* [JOB] Could you pull out every line of the items below, word for word and in their original order?

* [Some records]
*****

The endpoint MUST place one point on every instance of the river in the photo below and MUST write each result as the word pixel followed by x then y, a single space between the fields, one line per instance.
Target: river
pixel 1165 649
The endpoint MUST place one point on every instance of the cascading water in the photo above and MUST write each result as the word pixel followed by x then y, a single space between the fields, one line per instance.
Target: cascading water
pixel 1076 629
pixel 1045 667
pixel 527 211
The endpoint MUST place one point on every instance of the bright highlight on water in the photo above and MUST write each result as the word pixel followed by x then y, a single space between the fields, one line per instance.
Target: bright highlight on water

*****

* [FULL ANSWER]
The endpoint MUST place one point on every instance of the river in the photo below and MUST write each result as the word pixel followed by x then y, a single space between the fields, one line per instance.
Target: river
pixel 1165 649
The endpoint MUST place one point on every instance of the cascading water in the photo above and MUST write each result as the word pixel followed by x then y, a single space between the fields, one line per instance.
Target: cascading water
pixel 1076 629
pixel 1045 667
pixel 527 211
The endpoint MUST place one point on every instance of the bright highlight on water in the photo above and MUST write each result as the word pixel followed by x then y, a single space between the fields, one line per instance.
Target: bright highlight on water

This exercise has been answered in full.